**RAW DATA**

-*-*-

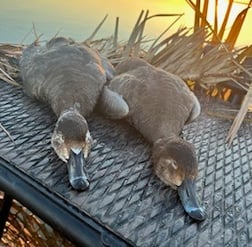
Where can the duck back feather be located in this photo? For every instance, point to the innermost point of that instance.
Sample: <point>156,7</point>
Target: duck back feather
<point>159,102</point>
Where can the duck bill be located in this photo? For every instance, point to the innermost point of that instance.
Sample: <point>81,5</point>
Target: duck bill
<point>77,174</point>
<point>189,199</point>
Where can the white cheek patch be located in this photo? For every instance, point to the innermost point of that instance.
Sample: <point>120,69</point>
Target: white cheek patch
<point>88,138</point>
<point>76,150</point>
<point>173,164</point>
<point>89,142</point>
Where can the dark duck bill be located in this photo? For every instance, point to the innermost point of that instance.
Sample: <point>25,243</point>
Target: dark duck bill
<point>189,200</point>
<point>77,174</point>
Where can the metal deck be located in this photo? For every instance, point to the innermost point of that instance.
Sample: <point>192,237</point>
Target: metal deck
<point>125,197</point>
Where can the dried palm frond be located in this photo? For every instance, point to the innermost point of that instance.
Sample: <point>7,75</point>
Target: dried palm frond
<point>184,53</point>
<point>240,116</point>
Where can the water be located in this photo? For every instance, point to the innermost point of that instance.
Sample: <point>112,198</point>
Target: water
<point>78,18</point>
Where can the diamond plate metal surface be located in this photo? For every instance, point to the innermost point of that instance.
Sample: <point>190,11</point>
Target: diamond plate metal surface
<point>125,195</point>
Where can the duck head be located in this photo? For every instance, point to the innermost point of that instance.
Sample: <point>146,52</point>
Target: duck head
<point>71,141</point>
<point>176,165</point>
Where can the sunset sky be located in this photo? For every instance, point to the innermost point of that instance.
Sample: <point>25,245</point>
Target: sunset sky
<point>78,18</point>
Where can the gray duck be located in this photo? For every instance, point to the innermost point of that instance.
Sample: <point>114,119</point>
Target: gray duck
<point>70,78</point>
<point>160,104</point>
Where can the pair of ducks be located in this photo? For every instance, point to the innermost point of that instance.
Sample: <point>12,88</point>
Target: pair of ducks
<point>72,79</point>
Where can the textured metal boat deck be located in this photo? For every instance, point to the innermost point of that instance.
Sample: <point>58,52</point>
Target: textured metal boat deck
<point>124,195</point>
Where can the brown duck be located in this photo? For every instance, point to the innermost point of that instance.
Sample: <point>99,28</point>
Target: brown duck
<point>160,104</point>
<point>70,77</point>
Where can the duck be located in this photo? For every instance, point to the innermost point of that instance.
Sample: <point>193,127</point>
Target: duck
<point>160,105</point>
<point>70,77</point>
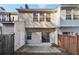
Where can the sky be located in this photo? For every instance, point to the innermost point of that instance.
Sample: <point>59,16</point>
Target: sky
<point>12,7</point>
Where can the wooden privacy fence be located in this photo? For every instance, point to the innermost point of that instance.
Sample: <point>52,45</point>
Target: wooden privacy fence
<point>6,44</point>
<point>69,43</point>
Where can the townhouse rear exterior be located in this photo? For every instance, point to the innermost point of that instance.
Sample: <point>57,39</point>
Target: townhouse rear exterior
<point>40,27</point>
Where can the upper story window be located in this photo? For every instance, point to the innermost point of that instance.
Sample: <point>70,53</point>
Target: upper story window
<point>48,17</point>
<point>35,17</point>
<point>41,17</point>
<point>68,14</point>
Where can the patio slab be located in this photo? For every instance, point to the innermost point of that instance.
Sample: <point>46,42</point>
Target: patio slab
<point>39,50</point>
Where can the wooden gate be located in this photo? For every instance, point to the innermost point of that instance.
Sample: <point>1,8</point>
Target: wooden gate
<point>69,43</point>
<point>6,44</point>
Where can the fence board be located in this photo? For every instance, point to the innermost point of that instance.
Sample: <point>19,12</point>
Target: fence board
<point>7,44</point>
<point>69,43</point>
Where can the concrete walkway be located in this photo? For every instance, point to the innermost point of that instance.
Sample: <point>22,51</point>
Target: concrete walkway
<point>39,50</point>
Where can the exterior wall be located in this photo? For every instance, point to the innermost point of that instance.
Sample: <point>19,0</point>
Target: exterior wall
<point>19,30</point>
<point>8,28</point>
<point>37,40</point>
<point>69,22</point>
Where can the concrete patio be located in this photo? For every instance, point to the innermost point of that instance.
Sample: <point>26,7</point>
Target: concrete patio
<point>47,50</point>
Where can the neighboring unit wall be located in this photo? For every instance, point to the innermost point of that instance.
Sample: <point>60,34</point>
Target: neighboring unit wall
<point>37,39</point>
<point>19,30</point>
<point>74,30</point>
<point>8,28</point>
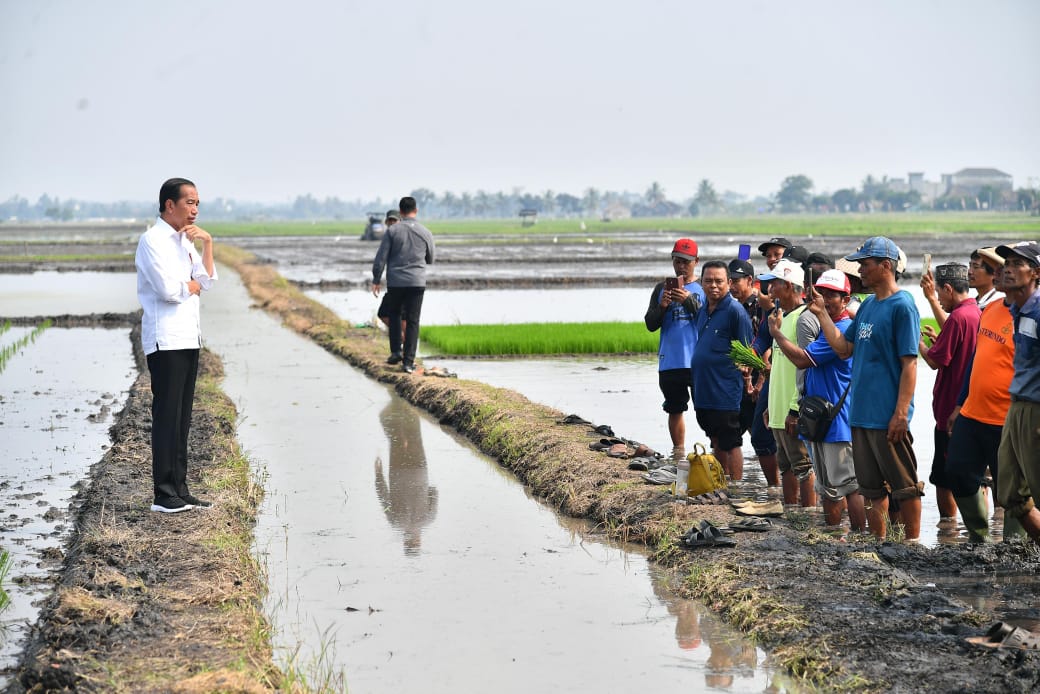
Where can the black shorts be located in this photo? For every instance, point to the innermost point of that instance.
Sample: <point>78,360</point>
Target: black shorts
<point>723,427</point>
<point>384,311</point>
<point>677,387</point>
<point>972,448</point>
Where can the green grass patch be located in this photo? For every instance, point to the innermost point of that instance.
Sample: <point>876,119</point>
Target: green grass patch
<point>1012,226</point>
<point>541,338</point>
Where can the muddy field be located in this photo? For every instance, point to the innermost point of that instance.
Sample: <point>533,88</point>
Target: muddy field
<point>843,615</point>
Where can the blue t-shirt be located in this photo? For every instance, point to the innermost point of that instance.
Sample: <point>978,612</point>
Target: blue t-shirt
<point>718,383</point>
<point>1025,383</point>
<point>677,335</point>
<point>828,378</point>
<point>883,332</point>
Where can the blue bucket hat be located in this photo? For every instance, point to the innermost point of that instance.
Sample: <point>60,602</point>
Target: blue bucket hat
<point>876,247</point>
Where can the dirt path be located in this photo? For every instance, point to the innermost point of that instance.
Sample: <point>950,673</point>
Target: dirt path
<point>147,601</point>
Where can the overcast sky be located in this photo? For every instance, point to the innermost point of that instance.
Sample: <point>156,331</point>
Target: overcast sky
<point>263,101</point>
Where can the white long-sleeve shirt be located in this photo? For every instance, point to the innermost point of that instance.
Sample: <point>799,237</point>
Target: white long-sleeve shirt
<point>166,261</point>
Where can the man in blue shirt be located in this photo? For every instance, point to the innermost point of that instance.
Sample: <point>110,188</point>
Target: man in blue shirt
<point>829,377</point>
<point>719,385</point>
<point>673,306</point>
<point>884,335</point>
<point>1019,453</point>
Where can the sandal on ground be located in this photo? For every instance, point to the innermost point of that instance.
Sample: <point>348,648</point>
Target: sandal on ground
<point>642,463</point>
<point>706,535</point>
<point>659,477</point>
<point>773,509</point>
<point>603,444</point>
<point>752,524</point>
<point>1003,635</point>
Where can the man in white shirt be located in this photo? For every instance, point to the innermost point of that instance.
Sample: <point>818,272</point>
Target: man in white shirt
<point>171,276</point>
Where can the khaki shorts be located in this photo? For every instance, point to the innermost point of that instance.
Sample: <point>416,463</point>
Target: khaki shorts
<point>1019,459</point>
<point>791,455</point>
<point>835,469</point>
<point>884,468</point>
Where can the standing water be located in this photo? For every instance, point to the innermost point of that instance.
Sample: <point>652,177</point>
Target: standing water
<point>403,558</point>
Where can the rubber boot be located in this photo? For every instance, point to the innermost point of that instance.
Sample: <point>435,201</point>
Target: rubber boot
<point>1013,530</point>
<point>975,512</point>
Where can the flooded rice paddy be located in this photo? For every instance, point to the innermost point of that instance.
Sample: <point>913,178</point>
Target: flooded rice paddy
<point>57,397</point>
<point>393,547</point>
<point>418,564</point>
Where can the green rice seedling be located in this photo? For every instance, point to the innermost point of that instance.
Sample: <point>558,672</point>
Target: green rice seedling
<point>8,351</point>
<point>541,338</point>
<point>4,568</point>
<point>743,355</point>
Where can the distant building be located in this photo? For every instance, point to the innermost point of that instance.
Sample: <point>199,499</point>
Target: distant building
<point>970,181</point>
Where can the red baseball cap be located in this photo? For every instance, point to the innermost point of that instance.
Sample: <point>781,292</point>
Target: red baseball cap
<point>684,248</point>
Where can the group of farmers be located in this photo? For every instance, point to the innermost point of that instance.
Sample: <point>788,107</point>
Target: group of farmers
<point>842,332</point>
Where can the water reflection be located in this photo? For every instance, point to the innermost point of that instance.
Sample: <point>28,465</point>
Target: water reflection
<point>729,657</point>
<point>408,500</point>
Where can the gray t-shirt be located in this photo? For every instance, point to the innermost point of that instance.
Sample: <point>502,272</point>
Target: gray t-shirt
<point>405,252</point>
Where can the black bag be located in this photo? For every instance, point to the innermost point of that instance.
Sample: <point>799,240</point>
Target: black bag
<point>815,415</point>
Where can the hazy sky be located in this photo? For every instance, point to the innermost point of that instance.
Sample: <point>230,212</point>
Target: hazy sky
<point>263,101</point>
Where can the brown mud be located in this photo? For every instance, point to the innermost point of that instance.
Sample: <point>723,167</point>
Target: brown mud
<point>839,615</point>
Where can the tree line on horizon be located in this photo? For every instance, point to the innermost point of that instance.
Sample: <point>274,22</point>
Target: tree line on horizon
<point>796,195</point>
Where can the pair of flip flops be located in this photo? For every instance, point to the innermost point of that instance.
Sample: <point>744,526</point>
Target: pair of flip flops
<point>772,508</point>
<point>705,534</point>
<point>663,476</point>
<point>1003,635</point>
<point>573,419</point>
<point>717,497</point>
<point>645,463</point>
<point>752,524</point>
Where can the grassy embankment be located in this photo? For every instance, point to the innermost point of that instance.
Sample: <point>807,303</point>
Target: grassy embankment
<point>1014,226</point>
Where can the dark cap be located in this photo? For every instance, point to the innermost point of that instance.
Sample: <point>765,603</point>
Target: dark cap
<point>1028,250</point>
<point>876,247</point>
<point>738,268</point>
<point>816,257</point>
<point>776,240</point>
<point>799,254</point>
<point>951,273</point>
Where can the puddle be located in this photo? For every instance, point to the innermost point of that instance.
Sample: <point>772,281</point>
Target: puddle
<point>418,564</point>
<point>57,397</point>
<point>75,293</point>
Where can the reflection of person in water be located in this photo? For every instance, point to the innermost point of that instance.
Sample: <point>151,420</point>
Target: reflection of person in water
<point>407,497</point>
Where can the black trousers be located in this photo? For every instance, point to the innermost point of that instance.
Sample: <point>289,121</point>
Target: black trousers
<point>174,375</point>
<point>405,303</point>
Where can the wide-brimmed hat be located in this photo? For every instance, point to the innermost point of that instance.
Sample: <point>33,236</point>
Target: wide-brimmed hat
<point>1028,250</point>
<point>834,279</point>
<point>738,268</point>
<point>786,270</point>
<point>776,240</point>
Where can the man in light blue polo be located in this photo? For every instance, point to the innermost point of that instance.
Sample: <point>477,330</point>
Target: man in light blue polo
<point>884,335</point>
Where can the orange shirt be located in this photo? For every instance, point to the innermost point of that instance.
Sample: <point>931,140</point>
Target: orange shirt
<point>988,390</point>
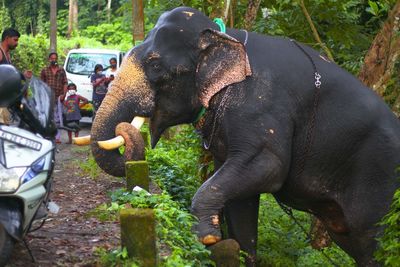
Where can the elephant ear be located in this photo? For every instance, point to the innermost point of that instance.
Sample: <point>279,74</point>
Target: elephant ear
<point>223,61</point>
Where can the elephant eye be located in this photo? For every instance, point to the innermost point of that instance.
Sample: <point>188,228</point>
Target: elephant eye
<point>156,67</point>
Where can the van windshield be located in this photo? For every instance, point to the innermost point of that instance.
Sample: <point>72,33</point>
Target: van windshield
<point>83,63</point>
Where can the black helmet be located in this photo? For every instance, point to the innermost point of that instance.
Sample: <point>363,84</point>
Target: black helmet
<point>11,85</point>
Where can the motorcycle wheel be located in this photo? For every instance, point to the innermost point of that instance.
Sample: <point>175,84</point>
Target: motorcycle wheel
<point>6,245</point>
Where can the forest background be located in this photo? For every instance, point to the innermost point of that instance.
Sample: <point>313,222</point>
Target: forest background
<point>362,36</point>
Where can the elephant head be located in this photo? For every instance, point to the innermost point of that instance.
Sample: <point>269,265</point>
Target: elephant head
<point>183,62</point>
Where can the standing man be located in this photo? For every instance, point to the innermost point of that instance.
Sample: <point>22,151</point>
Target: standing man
<point>56,79</point>
<point>111,72</point>
<point>9,41</point>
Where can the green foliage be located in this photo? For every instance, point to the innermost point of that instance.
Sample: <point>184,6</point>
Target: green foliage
<point>174,164</point>
<point>344,26</point>
<point>90,167</point>
<point>31,53</point>
<point>392,89</point>
<point>389,249</point>
<point>284,243</point>
<point>173,227</point>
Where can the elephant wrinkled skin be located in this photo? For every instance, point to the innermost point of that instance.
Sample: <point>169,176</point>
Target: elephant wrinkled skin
<point>333,154</point>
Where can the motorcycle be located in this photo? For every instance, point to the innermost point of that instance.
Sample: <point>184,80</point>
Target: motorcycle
<point>27,153</point>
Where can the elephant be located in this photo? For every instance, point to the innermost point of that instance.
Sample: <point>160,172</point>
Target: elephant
<point>277,116</point>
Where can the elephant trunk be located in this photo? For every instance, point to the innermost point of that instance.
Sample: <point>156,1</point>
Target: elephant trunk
<point>129,96</point>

-*-*-

**TASK INSTRUCTIONS**
Reproduce the entries verbatim from the line with "Where can the reflection" up to and including the line with "<point>156,67</point>", and leave the pictures out of your answer.

**SOLUTION TO THIS TASK**
Where can the reflection of person in water be located in this photo? For every instance, point to the innermost point of that instance.
Sample: <point>151,420</point>
Target: reflection of person in water
<point>407,497</point>
Where can the black trousers be located in this photo? For every instance, point to the innermost point of that instance.
Sample: <point>289,121</point>
Target: black trousers
<point>174,375</point>
<point>405,303</point>
Where can the wide-brimmed hat be located in this photo? For every instance, point to the innermost point of that instance.
Sample: <point>33,236</point>
Target: wide-brimmed hat
<point>1028,250</point>
<point>834,279</point>
<point>738,268</point>
<point>786,270</point>
<point>776,240</point>
Where can the man in light blue polo be located in this photo? For every instance, point to the innermost point of that instance.
Sample: <point>477,330</point>
Target: man in light blue polo
<point>884,335</point>
Where can the orange shirt be located in this photo? For every instance, point to the innermost point of that instance.
Sample: <point>931,140</point>
Target: orange shirt
<point>988,390</point>
Where can the elephant ear be located in this photo? For every instance, point to the innermost point of that instance.
Sample: <point>279,74</point>
Target: elephant ear
<point>223,61</point>
Where can the elephant eye be located in this photo? For every instance, point to the innermost point of that instance.
Sample: <point>188,228</point>
Target: elephant eye
<point>156,67</point>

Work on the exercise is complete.